(Beginning of SUPPLIED MATERIAL)

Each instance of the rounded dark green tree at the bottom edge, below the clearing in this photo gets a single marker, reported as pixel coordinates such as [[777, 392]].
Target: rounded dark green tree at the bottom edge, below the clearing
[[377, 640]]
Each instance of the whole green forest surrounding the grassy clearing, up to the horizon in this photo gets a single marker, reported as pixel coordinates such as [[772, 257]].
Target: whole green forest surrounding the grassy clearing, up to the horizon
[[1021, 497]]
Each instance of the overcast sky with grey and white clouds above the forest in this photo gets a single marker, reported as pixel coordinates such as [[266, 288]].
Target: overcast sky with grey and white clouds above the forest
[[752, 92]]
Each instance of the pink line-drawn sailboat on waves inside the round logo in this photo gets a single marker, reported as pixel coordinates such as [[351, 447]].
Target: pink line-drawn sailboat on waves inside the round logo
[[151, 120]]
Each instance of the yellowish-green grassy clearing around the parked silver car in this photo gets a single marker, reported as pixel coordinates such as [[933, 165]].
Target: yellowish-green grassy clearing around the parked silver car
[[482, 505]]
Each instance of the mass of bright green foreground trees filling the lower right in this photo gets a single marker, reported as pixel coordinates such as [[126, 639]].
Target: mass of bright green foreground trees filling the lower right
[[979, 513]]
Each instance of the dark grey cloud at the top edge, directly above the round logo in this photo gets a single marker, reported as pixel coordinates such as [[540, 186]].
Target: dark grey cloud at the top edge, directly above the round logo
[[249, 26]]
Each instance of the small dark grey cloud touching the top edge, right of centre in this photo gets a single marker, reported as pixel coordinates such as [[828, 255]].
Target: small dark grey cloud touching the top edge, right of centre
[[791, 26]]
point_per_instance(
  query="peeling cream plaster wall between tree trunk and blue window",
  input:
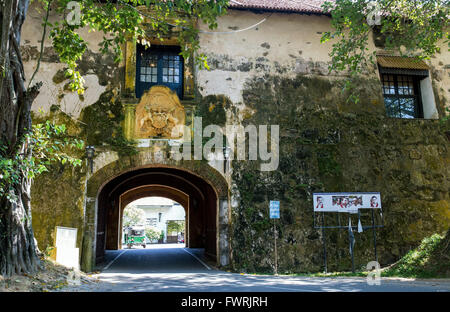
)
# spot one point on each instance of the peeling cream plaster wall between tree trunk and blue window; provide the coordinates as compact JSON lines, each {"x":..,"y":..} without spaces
{"x":98,"y":71}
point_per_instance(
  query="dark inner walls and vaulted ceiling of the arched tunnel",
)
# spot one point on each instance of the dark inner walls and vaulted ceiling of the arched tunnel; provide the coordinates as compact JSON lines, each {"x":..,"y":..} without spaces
{"x":195,"y":194}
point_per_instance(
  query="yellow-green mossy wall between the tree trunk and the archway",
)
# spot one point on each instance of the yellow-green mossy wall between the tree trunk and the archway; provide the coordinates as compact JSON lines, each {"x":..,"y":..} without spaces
{"x":57,"y":195}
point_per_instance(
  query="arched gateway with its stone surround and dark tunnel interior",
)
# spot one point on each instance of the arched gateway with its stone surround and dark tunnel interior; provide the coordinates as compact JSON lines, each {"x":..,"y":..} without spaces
{"x":133,"y":177}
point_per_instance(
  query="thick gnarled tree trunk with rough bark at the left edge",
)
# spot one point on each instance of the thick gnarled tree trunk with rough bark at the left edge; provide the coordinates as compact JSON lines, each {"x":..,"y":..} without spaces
{"x":18,"y":251}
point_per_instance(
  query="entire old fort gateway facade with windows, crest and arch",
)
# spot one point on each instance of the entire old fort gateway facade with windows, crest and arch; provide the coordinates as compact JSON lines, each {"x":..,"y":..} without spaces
{"x":268,"y":71}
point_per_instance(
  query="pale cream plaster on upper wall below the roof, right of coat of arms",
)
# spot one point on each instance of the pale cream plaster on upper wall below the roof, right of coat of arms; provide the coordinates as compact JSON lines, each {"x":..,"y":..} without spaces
{"x":285,"y":45}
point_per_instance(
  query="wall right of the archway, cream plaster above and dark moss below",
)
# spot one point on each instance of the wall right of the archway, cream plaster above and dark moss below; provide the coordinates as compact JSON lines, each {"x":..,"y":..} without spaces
{"x":276,"y":74}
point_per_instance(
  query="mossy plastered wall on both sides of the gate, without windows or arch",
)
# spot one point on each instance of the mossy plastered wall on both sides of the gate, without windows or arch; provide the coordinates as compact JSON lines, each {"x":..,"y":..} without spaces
{"x":275,"y":73}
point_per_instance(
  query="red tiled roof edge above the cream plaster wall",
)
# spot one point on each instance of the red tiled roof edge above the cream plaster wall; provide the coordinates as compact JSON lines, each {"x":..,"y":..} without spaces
{"x":304,"y":6}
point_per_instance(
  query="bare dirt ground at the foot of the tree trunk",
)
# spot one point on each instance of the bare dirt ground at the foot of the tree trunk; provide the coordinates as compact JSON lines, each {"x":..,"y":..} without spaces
{"x":50,"y":277}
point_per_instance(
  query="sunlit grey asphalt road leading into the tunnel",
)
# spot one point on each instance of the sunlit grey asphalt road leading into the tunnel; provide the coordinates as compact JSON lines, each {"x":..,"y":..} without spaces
{"x":175,"y":268}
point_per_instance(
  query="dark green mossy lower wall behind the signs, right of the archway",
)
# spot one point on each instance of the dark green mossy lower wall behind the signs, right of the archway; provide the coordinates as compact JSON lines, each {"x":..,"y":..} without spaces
{"x":330,"y":145}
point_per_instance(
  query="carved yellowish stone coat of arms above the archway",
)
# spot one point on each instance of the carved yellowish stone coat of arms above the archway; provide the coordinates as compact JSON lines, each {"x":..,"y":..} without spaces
{"x":159,"y":114}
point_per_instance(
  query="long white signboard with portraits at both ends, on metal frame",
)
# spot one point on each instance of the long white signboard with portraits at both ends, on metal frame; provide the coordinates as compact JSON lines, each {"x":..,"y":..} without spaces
{"x":346,"y":202}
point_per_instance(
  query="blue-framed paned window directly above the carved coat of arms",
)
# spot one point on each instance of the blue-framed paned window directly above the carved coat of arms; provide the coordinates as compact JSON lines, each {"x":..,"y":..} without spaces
{"x":159,"y":65}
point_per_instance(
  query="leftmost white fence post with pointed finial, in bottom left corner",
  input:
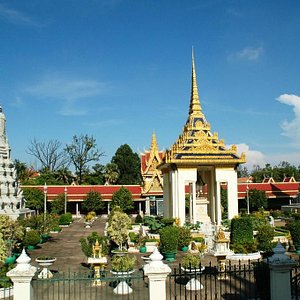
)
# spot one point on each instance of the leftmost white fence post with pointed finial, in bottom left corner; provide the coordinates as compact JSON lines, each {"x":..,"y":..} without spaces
{"x":21,"y":277}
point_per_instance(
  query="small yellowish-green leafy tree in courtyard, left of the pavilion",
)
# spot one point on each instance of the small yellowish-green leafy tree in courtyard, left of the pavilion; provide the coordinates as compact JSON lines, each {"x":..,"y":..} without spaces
{"x":117,"y":228}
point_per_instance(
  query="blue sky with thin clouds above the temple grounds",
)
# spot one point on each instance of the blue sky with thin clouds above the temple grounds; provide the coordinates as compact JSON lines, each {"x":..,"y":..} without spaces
{"x":120,"y":69}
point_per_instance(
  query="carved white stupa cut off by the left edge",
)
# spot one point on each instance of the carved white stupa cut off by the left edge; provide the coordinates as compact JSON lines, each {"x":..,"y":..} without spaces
{"x":12,"y":201}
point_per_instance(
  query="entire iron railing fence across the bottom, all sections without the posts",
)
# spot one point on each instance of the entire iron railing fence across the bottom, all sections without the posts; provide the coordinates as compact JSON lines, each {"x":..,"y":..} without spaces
{"x":249,"y":280}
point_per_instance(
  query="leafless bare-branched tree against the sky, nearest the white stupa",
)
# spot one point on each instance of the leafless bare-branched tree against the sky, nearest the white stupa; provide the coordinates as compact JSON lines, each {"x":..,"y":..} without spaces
{"x":49,"y":154}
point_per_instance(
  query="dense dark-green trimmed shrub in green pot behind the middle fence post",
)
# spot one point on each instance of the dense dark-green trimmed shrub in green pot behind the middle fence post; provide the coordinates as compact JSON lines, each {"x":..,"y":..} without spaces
{"x":169,"y":242}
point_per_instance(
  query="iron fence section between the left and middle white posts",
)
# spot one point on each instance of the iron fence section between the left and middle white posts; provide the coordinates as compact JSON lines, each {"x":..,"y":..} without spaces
{"x":82,"y":285}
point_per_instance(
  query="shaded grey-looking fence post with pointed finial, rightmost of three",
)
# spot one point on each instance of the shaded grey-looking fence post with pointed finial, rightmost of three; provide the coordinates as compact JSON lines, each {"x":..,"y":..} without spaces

(End of SUPPLIED MATERIAL)

- **PROBLEM TO SOLVE**: Each line in the records above with "marker" must be returned.

- **EXERCISE ANSWER**:
Each instance of the rounded dark green tree at the bottom edge, below the clearing in this photo gets a single marker, reported as pixel coordinates such as [[777, 392]].
Each instance of the whole green forest surrounding the grassy clearing, up to the horizon in this photo gets a single marker, reported as pixel coordinates such as [[772, 257]].
Each instance of the overcast sky with grey and white clouds above the forest in this photo gets a single marker, reported as pixel coordinates such as [[266, 288]].
Each instance of the pink line-drawn sailboat on waves inside the round logo in this photo gets a single marker, reported as pixel coordinates such as [[351, 447]].
Each instance of the yellowish-green grassy clearing around the parked silver car in this photo gets a single marker, reported as pixel coordinates such as [[933, 165]].
Each instance of the mass of bright green foreground trees filling the lower right in this photo gets a single marker, reported as pixel coordinates such as [[126, 639]].
Each instance of the dark grey cloud at the top edge, directly above the round logo in this photo gets a single marker, reported as pixel coordinates such as [[540, 186]].
Each instance of the small dark grey cloud touching the top edge, right of centre in this photo gets a single marker, reported as pixel coordinates such as [[828, 255]].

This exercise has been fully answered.